Dataset entries:
┄┄┄┄┄┄┄┄┄┄┄┄┄┄┄┄┄┄┄┄

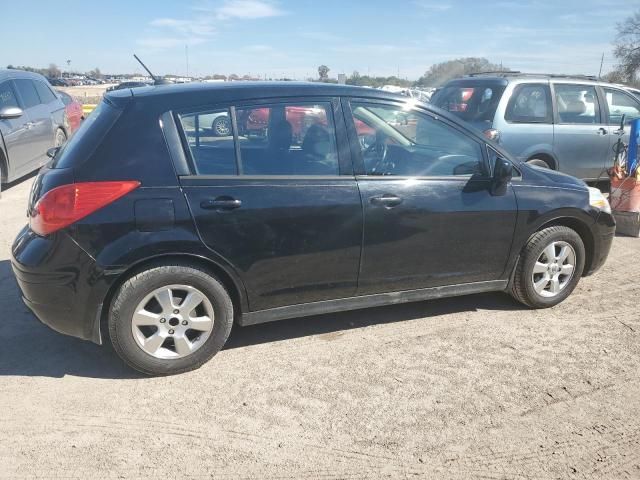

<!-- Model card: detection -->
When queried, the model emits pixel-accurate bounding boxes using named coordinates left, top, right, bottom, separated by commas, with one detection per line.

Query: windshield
left=432, top=84, right=506, bottom=122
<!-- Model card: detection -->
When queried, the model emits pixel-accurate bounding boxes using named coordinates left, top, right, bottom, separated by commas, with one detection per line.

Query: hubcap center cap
left=168, top=317, right=180, bottom=327
left=549, top=264, right=559, bottom=275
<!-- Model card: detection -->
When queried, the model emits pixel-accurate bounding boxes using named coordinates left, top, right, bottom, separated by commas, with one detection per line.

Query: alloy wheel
left=531, top=241, right=576, bottom=298
left=131, top=284, right=215, bottom=359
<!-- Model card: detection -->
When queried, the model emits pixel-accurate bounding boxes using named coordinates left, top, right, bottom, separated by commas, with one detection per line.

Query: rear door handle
left=200, top=197, right=242, bottom=210
left=370, top=194, right=403, bottom=208
left=597, top=127, right=608, bottom=135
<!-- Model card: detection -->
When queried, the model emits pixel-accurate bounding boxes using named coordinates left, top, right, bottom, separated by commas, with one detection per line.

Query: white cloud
left=215, top=0, right=286, bottom=19
left=138, top=0, right=285, bottom=51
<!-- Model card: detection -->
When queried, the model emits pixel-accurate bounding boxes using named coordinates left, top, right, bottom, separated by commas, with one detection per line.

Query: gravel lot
left=1, top=175, right=639, bottom=479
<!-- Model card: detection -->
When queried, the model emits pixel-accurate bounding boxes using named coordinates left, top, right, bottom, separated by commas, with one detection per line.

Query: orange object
left=610, top=176, right=640, bottom=212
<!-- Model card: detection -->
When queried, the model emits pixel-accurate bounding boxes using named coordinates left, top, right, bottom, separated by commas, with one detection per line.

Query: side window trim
left=343, top=97, right=490, bottom=179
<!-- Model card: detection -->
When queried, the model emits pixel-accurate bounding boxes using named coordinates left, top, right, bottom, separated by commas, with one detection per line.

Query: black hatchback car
left=12, top=82, right=615, bottom=375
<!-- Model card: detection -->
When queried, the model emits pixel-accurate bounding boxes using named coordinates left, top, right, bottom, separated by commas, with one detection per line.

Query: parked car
left=431, top=73, right=640, bottom=182
left=106, top=81, right=150, bottom=92
left=47, top=77, right=69, bottom=87
left=0, top=70, right=68, bottom=194
left=56, top=90, right=84, bottom=133
left=12, top=82, right=614, bottom=375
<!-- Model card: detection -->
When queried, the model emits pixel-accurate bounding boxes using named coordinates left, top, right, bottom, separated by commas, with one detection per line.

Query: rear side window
left=235, top=103, right=338, bottom=175
left=431, top=84, right=506, bottom=122
left=505, top=84, right=552, bottom=123
left=52, top=100, right=122, bottom=168
left=178, top=109, right=237, bottom=175
left=34, top=81, right=57, bottom=104
left=0, top=81, right=19, bottom=109
left=58, top=91, right=72, bottom=106
left=554, top=84, right=600, bottom=124
left=13, top=79, right=40, bottom=108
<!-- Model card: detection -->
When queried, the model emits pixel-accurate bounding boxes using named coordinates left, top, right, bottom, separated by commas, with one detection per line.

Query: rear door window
left=235, top=103, right=339, bottom=176
left=0, top=81, right=19, bottom=109
left=554, top=84, right=600, bottom=124
left=178, top=109, right=237, bottom=175
left=505, top=84, right=552, bottom=123
left=13, top=79, right=41, bottom=109
left=431, top=84, right=506, bottom=122
left=603, top=88, right=640, bottom=125
left=33, top=80, right=57, bottom=104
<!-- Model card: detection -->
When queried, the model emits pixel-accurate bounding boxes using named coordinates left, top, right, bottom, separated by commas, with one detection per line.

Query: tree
left=318, top=65, right=330, bottom=82
left=47, top=64, right=61, bottom=78
left=416, top=57, right=506, bottom=87
left=614, top=9, right=640, bottom=84
left=88, top=67, right=102, bottom=79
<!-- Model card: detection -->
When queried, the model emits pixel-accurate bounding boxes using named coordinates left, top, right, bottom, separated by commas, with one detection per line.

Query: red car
left=56, top=90, right=84, bottom=133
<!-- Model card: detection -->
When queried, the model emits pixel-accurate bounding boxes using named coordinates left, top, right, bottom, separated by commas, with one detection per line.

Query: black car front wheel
left=511, top=226, right=585, bottom=308
left=108, top=262, right=234, bottom=375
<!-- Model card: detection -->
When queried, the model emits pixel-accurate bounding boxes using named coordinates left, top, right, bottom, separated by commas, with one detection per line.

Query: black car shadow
left=0, top=259, right=522, bottom=379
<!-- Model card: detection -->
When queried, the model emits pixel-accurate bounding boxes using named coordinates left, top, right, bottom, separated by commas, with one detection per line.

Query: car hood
left=522, top=163, right=587, bottom=190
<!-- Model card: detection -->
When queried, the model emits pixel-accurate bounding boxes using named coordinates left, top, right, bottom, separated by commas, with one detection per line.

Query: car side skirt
left=239, top=280, right=509, bottom=326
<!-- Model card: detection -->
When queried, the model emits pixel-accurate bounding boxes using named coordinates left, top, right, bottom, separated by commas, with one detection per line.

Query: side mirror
left=0, top=106, right=23, bottom=120
left=46, top=147, right=60, bottom=159
left=491, top=157, right=513, bottom=196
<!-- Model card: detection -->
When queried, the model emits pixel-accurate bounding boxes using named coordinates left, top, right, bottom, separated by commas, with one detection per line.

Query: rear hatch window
left=51, top=99, right=122, bottom=169
left=432, top=84, right=506, bottom=123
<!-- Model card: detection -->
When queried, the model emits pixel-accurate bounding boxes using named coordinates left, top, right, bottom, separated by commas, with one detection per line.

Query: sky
left=1, top=0, right=637, bottom=80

┄┄┄┄┄┄┄┄┄┄┄┄┄┄┄┄┄┄┄┄

Transcribe the data exactly and leave no picture in the copy.

**Result of the exercise:**
<!-- Model card: detection -->
When queried, the model emits pixel-accurate bounding boxes using named coordinates left, top, right, bottom, separated by commas, with one detection per line.

Query: windshield
left=432, top=84, right=506, bottom=122
<!-- Model card: detection -->
When queried, the model emits pixel-accurate bounding boxes using named coordinates left, top, right, bottom, separated by commas, with one detection per line.

Query: hubcap center cap
left=168, top=317, right=180, bottom=327
left=549, top=264, right=559, bottom=275
<!-- Model card: detection -->
When queried, the model emits pixel-accurate bounding boxes using named coordinates left, top, right, bottom, separated by commas, with one detection per line.

Query: alloy wheel
left=531, top=241, right=576, bottom=298
left=131, top=284, right=215, bottom=359
<!-- Model card: detection -->
When queried, the model emits pixel-accurate bounding boxes using named coordinates left, top, right, bottom, separated by commas, with one detection per line.

Query: rear door handle
left=200, top=197, right=242, bottom=210
left=370, top=194, right=403, bottom=208
left=597, top=127, right=608, bottom=135
<!-- Model card: detection -->
When queried, the model emits pixel-accurate bounding boxes using named coordinates left, top, right, bottom, separated by commas, with one detection per line.

Query: white cloud
left=215, top=0, right=286, bottom=19
left=138, top=0, right=285, bottom=51
<!-- Model card: detection -->
When queried, the model emits pixel-accurate bounding boxes using named coordinates left, top, right, bottom, separated by commas, with one detection per line.

Query: gravel lot
left=1, top=175, right=639, bottom=479
<!-- Model card: detection -->
When queried, the model emits pixel-accurate bounding boxes using named coordinates left, top, right, bottom, separated by commas, with one detection per line.

Query: orange object
left=610, top=176, right=640, bottom=212
<!-- Model card: detection -->
When queried, the model emits pixel-accurate bounding boxes using named coordinates left, top, right, bottom, separated by commas, with one detection per line.

Query: side window trim
left=343, top=97, right=490, bottom=179
<!-- Model card: detection -->
When queried, the model emits pixel-accurate bounding boxes using named coordinates left, top, right, bottom, separated by commas, with one detection per line.

Query: black hatchback car
left=12, top=82, right=615, bottom=375
<!-- Model card: detection -->
When queried, the model emits pixel-accurate bounding boxes using named coordinates left, top, right, bottom, separated by commas, with one detection per line.

Query: parked car
left=431, top=73, right=640, bottom=182
left=106, top=81, right=150, bottom=92
left=47, top=77, right=69, bottom=87
left=0, top=70, right=68, bottom=194
left=56, top=90, right=84, bottom=133
left=12, top=82, right=614, bottom=375
<!-- Model card: detection -->
When queried, the model emits pixel-accurate bounding boxes using named coordinates left, top, right, bottom, separated by commas, with one detection per line.

Query: rear side window
left=235, top=103, right=338, bottom=175
left=431, top=84, right=506, bottom=122
left=505, top=84, right=552, bottom=123
left=52, top=100, right=122, bottom=168
left=178, top=109, right=237, bottom=175
left=34, top=81, right=57, bottom=104
left=0, top=81, right=19, bottom=109
left=58, top=91, right=72, bottom=106
left=554, top=84, right=600, bottom=124
left=13, top=79, right=40, bottom=108
<!-- Model card: detection -->
When queried, the model emits pixel-accurate bounding boxes using named coordinates left, top, right, bottom, separated by commas, with one detection per line.

Query: rear door window
left=235, top=103, right=339, bottom=176
left=0, top=81, right=19, bottom=109
left=554, top=84, right=600, bottom=124
left=178, top=109, right=237, bottom=175
left=505, top=84, right=552, bottom=123
left=13, top=79, right=41, bottom=109
left=431, top=84, right=506, bottom=122
left=603, top=88, right=640, bottom=125
left=33, top=80, right=57, bottom=104
<!-- Model card: detection -->
When queried, the model emits pixel-accurate bounding boxes using named coordinates left, top, right, bottom, separated by commas, with one detection per line.

Query: tree
left=318, top=65, right=330, bottom=82
left=47, top=64, right=61, bottom=78
left=416, top=57, right=506, bottom=87
left=614, top=9, right=640, bottom=84
left=88, top=67, right=102, bottom=79
<!-- Model card: detection -->
When queried, the model emits pixel-accurate bounding boxes using named coordinates left, top, right, bottom, separated by commas, with one detection per line.

Query: red car
left=56, top=90, right=84, bottom=133
<!-- Model card: detection -->
When queried, the model emits pixel-accurate bounding boxes using named coordinates left, top, right, bottom, separated by commas, with one detection per line.

Query: black car front wheel
left=511, top=226, right=585, bottom=308
left=108, top=262, right=234, bottom=375
<!-- Model card: detection -->
When queried, the model emits pixel-accurate bounding boxes using named coordinates left, top, right, bottom, separated by commas, with one detection per line.

Query: black car shadow
left=0, top=259, right=522, bottom=379
<!-- Model card: detection -->
When queried, the model emits pixel-accurate bounding boxes using named coordinates left, top, right, bottom, separated by commas, with one detection per line.

Query: car hood
left=522, top=163, right=587, bottom=190
<!-- Model card: detection -->
When queried, the model emits pixel-accurate bounding boxes using named coordinates left, top, right, bottom, separated by commas, with one detection per line.

Query: car side skirt
left=239, top=280, right=509, bottom=326
<!-- Model card: detection -->
When queried, the model emits pixel-accurate bounding boxes using named coordinates left, top, right, bottom, separated by commas, with one detection per line.

Query: side mirror
left=0, top=106, right=23, bottom=120
left=46, top=147, right=60, bottom=159
left=491, top=157, right=513, bottom=196
<!-- Model card: detection -->
When queried, the model emits pixel-accurate bounding boxes using named coordinates left, top, right, bottom, separated by commas, with one detection per line.

Query: rear hatch window
left=51, top=99, right=122, bottom=169
left=432, top=84, right=506, bottom=123
<!-- Model card: detection -->
When queried, the model emits pixel-accurate bounding boxes using named coordinates left, top, right, bottom, separated by commas, with one detection per line.

Query: sky
left=1, top=0, right=637, bottom=80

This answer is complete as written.